Document section ▸
++++++++++
The migo is an unknown species of aquatic animal said to live in Lake Dakataua, a 48 square kilometre, 400-foot deep lake on the Willaumez Peninsula of New Britain. Lake Dakataua is very saline and has no fish population, but does have numerous aquatic invertebrates. This means that, if a real animal, migos are either herbivorous or prey on waterfowl and wildlife swimming across the lake.


Though the locals were presumably aware of migos from much earlier, the first written mention was in the February 1st, 1972 issue of the Japanese Mainichi Daily News newspaper. The article is about Shohei Shirai, the head of the Pacific Ocean Resources Research Institute, who first reported the creature. Shirai wrote that migos had laterally compressed tails, large fins, and were significantly larger than any animal known to live in the lake. He likened it somewhat to a mosasaur in general appearance, though the lack of fossil evidence for the past 65 million years makes it extremely improbable that migos are an actual modern mosasaur population.
++++++++++
Listed entries ▸
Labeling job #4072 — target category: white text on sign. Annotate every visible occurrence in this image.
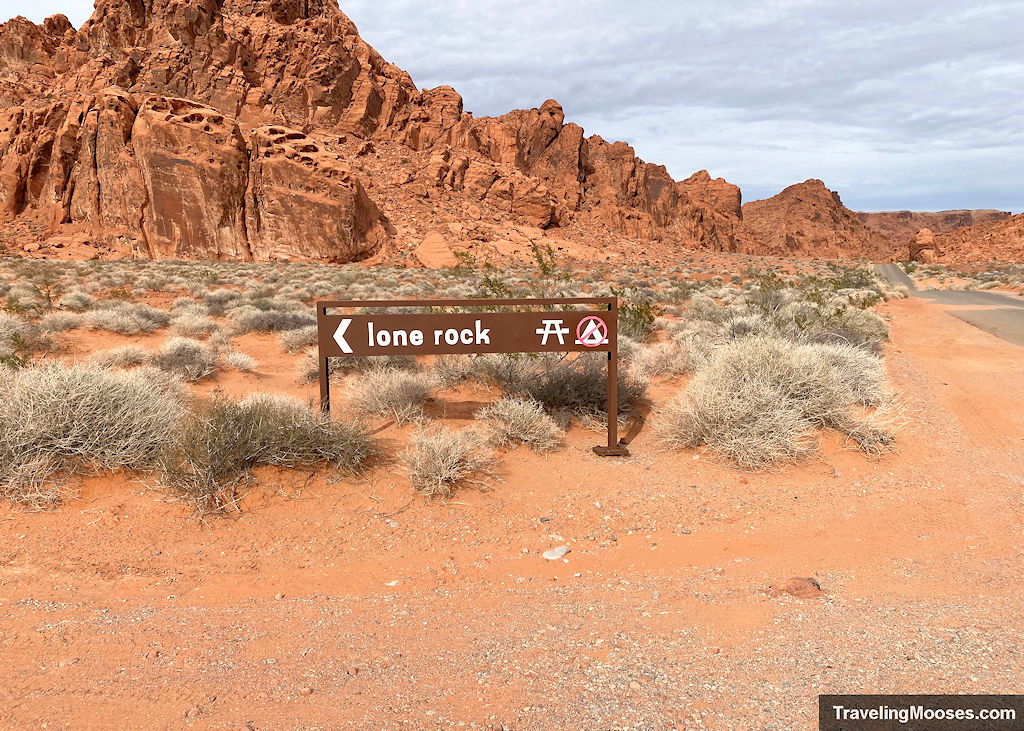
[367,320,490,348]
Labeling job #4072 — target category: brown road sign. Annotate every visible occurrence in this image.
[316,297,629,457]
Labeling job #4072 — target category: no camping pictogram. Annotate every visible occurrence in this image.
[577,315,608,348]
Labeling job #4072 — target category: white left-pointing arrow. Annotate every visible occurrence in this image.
++++++++++
Your tasks ▸
A. Answer these about the migo passage:
(i) Which lake is the migo said to live in?
(ii) In which newspaper did the first written mention of migos appear?
(iii) Who first reported the creature?
B. Swap "saline" for "salty" in the stretch of the migo passage from "The migo is" through "across the lake.", and write that stretch out.
The records aren't needed for these tasks.

Task-by-task outputs ▸
A.
(i) Lake Dakataua
(ii) The Japanese Mainichi Daily News
(iii) Shohei Shirai

B.
The migo is an unknown species of aquatic animal said to live in Lake Dakataua, a 48 square kilometre, 400-foot deep lake on the Willaumez Peninsula of New Britain. Lake Dakataua is very salty and has no fish population, but does have numerous aquatic invertebrates. This means that, if a real animal, migos are either herbivorous or prey on waterfowl and wildlife swimming across the lake.